● **WHAT NEEDS TO BE DONE**: Rewrite the stretch of the Labor Day text from "Today, we're worried" through "than they are.", changing "organized labor" to "trade unions".

● **TEXT SHOWN**:
* * * *

In honor of Labor Day, here are 16 jobs that don't exist anymore

Today, we're worried about being replaced by robots. But fear of the machines isn't new...

http://www.sfgate.com/weird/article/careers-jobs-that-dont-exist-anymore-obsolete-9198294.php

LABOR hasn't been this weak and as at the mercy of the owning classes since the 1920s. Other than public employee unions, most wage workers are unprotected and powerless to determine pay and work conditions, although there are signs that labor is beginning to stir. The Occupy Movement at least awakened millions of people to the true state of the economy and their place in it. But as any student of history can tell you, if it weren't for organized labor millions of people would be a lot worse off than they are.

* * * *

● **DATA TO EXAMINE**:
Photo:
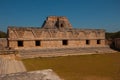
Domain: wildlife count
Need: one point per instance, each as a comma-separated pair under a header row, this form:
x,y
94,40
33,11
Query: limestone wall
x,y
117,43
56,32
3,43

* * * *

● **SOLVED EXERCISE**:
Today, we're worried about being replaced by robots. But fear of the machines isn't new...

http://www.sfgate.com/weird/article/careers-jobs-that-dont-exist-anymore-obsolete-9198294.php

LABOR hasn't been this weak and as at the mercy of the owning classes since the 1920s. Other than public employee unions, most wage workers are unprotected and powerless to determine pay and work conditions, although there are signs that labor is beginning to stir. The Occupy Movement at least awakened millions of people to the true state of the economy and their place in it. But as any student of history can tell you, if it weren't for trade unions millions of people would be a lot worse off than they are.